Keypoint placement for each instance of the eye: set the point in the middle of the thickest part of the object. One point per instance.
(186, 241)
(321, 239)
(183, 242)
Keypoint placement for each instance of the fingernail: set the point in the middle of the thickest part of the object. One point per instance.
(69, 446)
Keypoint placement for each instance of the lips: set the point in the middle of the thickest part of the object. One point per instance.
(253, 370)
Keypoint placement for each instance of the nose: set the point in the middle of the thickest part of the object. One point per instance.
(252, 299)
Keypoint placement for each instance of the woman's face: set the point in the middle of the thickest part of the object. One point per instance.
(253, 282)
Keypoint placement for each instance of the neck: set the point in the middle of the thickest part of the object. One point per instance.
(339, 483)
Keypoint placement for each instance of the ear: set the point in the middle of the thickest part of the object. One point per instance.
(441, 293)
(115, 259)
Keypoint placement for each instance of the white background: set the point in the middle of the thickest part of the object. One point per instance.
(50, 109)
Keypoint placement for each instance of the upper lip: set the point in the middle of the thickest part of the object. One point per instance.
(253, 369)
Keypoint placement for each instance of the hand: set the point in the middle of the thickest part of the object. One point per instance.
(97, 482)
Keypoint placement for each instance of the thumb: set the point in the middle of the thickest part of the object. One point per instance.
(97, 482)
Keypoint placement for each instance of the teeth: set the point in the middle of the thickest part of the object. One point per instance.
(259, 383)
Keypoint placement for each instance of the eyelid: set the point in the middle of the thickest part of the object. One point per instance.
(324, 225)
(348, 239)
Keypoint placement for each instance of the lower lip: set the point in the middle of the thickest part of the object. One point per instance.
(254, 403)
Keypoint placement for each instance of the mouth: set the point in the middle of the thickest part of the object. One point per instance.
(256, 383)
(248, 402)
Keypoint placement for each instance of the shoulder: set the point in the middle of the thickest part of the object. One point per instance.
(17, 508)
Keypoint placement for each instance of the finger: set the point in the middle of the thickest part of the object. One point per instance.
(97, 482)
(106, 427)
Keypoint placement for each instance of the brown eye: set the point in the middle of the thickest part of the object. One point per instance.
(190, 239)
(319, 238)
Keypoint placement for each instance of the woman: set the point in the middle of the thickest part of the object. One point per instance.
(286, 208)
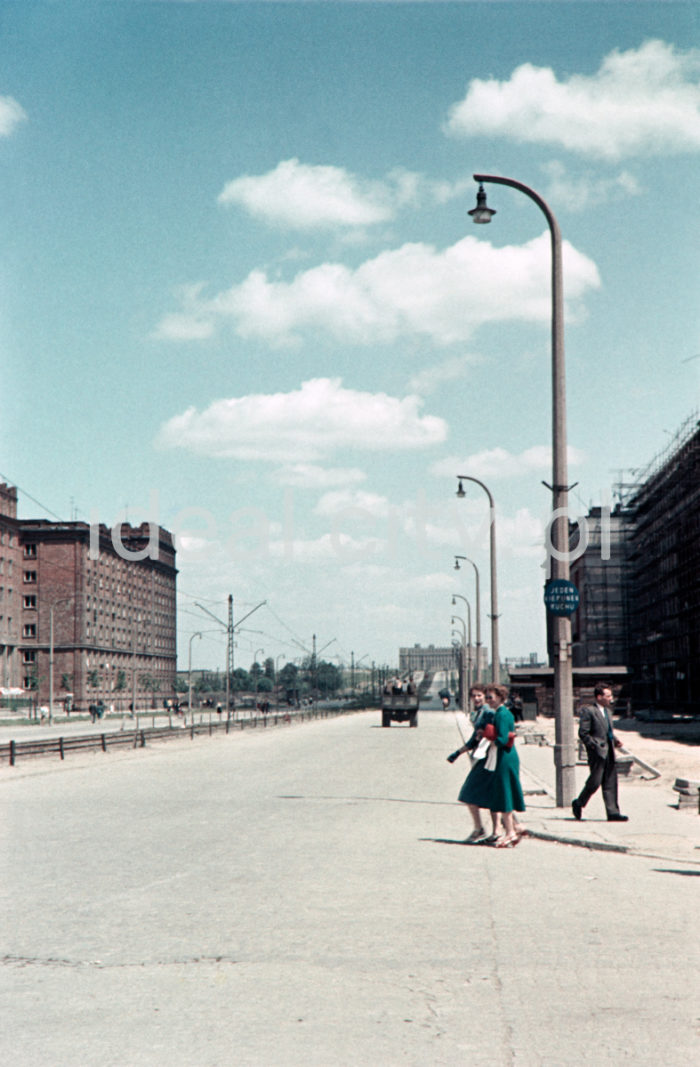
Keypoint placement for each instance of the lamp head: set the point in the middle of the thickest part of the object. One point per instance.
(481, 212)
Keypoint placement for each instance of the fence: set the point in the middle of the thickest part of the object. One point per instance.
(12, 751)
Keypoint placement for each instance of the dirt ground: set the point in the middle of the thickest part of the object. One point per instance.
(672, 748)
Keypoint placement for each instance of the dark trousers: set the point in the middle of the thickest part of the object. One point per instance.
(602, 773)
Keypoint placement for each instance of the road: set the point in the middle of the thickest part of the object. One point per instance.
(300, 897)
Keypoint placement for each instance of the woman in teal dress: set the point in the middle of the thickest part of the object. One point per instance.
(506, 794)
(476, 791)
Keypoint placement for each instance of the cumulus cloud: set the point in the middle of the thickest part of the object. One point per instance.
(448, 370)
(305, 196)
(303, 426)
(11, 114)
(493, 463)
(414, 290)
(302, 196)
(645, 101)
(579, 192)
(360, 502)
(312, 476)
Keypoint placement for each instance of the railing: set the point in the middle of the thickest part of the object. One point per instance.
(138, 737)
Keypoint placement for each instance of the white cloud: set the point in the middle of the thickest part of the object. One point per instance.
(582, 192)
(359, 502)
(645, 101)
(11, 114)
(499, 463)
(303, 426)
(449, 370)
(311, 476)
(302, 196)
(414, 290)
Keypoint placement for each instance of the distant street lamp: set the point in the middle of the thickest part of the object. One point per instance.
(261, 651)
(189, 677)
(563, 749)
(466, 652)
(478, 611)
(495, 654)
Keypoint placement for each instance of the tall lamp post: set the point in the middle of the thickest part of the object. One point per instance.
(495, 654)
(478, 611)
(563, 749)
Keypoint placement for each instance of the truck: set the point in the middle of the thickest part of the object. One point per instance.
(400, 706)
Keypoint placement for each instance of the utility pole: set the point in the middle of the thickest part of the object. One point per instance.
(229, 651)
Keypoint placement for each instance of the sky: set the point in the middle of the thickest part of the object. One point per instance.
(241, 295)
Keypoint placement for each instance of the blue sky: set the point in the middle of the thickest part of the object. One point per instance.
(240, 292)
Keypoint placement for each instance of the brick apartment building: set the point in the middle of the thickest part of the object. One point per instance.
(102, 601)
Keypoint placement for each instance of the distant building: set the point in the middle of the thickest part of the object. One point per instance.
(104, 602)
(10, 586)
(640, 607)
(664, 561)
(432, 658)
(600, 625)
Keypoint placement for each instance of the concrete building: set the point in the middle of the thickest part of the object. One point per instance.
(664, 561)
(600, 625)
(639, 583)
(93, 608)
(431, 658)
(10, 586)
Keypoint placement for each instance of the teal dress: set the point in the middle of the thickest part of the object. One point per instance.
(477, 787)
(506, 792)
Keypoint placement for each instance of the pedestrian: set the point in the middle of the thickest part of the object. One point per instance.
(476, 791)
(506, 793)
(595, 732)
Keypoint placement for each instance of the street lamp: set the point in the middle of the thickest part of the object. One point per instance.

# WHAT YOU ARE ASKED TO DO
Leave out the pictures and transcribe the entries above exactly.

# RESULT FOR THIS EXERCISE
Keypoint placement for each instance of the eye: set the point in the middle of the thickest part of the object. One point per instance.
(186, 241)
(321, 239)
(183, 242)
Keypoint placement for each instance of the fingernail: set the point in the middle of the thickest part of the object. One point per instance.
(69, 446)
Keypoint placement for each instance of the lips: set the point in the middle of the thickest part of the object. One point per instance.
(253, 370)
Keypoint placement for each instance of the nose: set the point in the middle of the thickest part of the object. One point per instance.
(252, 299)
Keypoint placement for each instance of the woman's face: set the point in the middle of the thickest part of the object. One point per instance.
(253, 282)
Keypoint placement for each instance of the neck: set the point in the middle of the thickest part of the object. One point per instance.
(339, 483)
Keypoint placement for each instance of the ear: set the point in the middle of the thickest part of the object. One point per instance.
(441, 293)
(115, 259)
Keypoint placement for each instance of the white background: set the point in the middle of the thickest part of the object. One point per instance.
(50, 109)
Keypoint placement for each instance of the upper lip: set the point in the middle of the thickest part of the object. One point per instance.
(253, 369)
Keypoint placement for each instance of the hand: set the point in the middle of the thickest part of the object. One point per instance.
(97, 482)
Keypoint placement for each instance of the thumb: set the point in the middle of the thickest part of the object. One point per instance.
(97, 482)
Keypoint placement for each instance of the teeth: set the point in the middle of the thickest part of the object. One point per instance.
(259, 383)
Keypoint placement for each instance of the eyelid: set the point in the middle of the thickest part of the object. One point per instance.
(324, 225)
(348, 239)
Keypoint placement for each instance of the lower lip: set the point in the middle of the thickest part of the object. One point per instance.
(254, 403)
Keypoint placement for each instance of the mouth: set the point in the middle of the thickest part of the object. One point per instance.
(256, 383)
(248, 402)
Keypoint placement for each instance of the shoulder: set the point in the middle of the thickest part of the object. One point per instance.
(17, 508)
Keypoint placement for each instance of the finger: set the point in the middle of the thickest part of the object. One point per instance.
(97, 482)
(106, 427)
Keypoint placement for each instance of the brown eye: set the point in the middle of the thickest part of the object. One point per instance.
(190, 239)
(319, 238)
Keypoint placement for each instance of the woman: set the point in the middle of the thickest part of the object. One point per instance.
(286, 208)
Keypoint placement for each instance of the lamp head: set the point in the middle of the thickest part of the object. One point per instance.
(481, 212)
Keypoint placement for each instance of the fence: set the point in the middle of the thickest part of the object. One point per instance.
(12, 751)
Keypoint placement for each instance of the dirt ground: set the point in the middle of the thickest part of the object. One point per instance.
(672, 748)
Keypoint placement for each instance of the dark trousers: set the point in the middle of the thickest part of the object. One point per instance.
(602, 773)
Keypoint placement for each instance of the road: set the point in the middle of the thickest part of the object. One point per instance.
(300, 897)
Keypoint placement for each instance of the woman in teal dress: set the point in the middle of the thickest part of the object. One point per instance.
(506, 794)
(476, 791)
Keypoint placement for each instance of the cumulus cloud: set the point in the middle of the thickest part of the object. One point per instance.
(448, 370)
(305, 196)
(303, 426)
(11, 114)
(493, 463)
(414, 290)
(302, 196)
(645, 101)
(579, 192)
(360, 502)
(312, 476)
Keypoint placement for each instance of the railing: set the point in the middle of the thickest part of the object. One point per instance.
(138, 737)
Keypoint placement for each instance of the white cloud: set the point in the middle of the thickest part of the object. One point per instance.
(582, 192)
(359, 502)
(645, 101)
(11, 114)
(499, 463)
(303, 426)
(449, 370)
(311, 476)
(302, 196)
(414, 290)
Keypoint placement for each instance of the distant street lamp: set the point in the middle of the thickest part of the object. One point per instance.
(261, 651)
(189, 677)
(563, 749)
(466, 652)
(478, 611)
(495, 654)
Keypoint placement for each instance of the tall lamp post: set the point in the middle of the thickest part of the object. One point per instance.
(495, 654)
(478, 611)
(563, 749)
Keypoint placement for each instance of the truck: set the point in the middle of the thickest part of the object. One point per instance.
(400, 706)
Keypoint placement for each instance of the utility pole: set the point in the middle of the thickest part of the object. One point per instance.
(229, 651)
Keypoint placement for each instance of the sky: set the point in the middle of the thickest part of the object. One point per instance.
(241, 295)
Keypoint placement for each instance of the blue sky: set the point in the middle of the thickest part of the object. One point per instance.
(240, 292)
Keypoint placement for each instance of the brick apartment building: set the point in the middle of the thickest part of the object. One point per instance.
(102, 601)
Keypoint placement for each instance of the distant building: set the point in the middle of the thickest part of the object. One point per instance.
(104, 602)
(10, 586)
(640, 607)
(664, 561)
(432, 658)
(600, 625)
Keypoint placement for each instance of the concrete building: set the point in the middle of the thickest part of the object. One point per instance.
(664, 561)
(600, 625)
(639, 583)
(93, 608)
(431, 658)
(10, 586)
Keypoint placement for each instance of the teal dress: set the point in the middle of the thickest part of the object. One point per instance.
(477, 787)
(506, 792)
Keypoint placement for each instance of the pedestrian: set the point in the middle of the thickest part of the object. One point per instance.
(476, 791)
(506, 793)
(595, 732)
Keypoint placement for each instance of the street lamp: set the point in the middle of the thickest part of the object. One point per instance.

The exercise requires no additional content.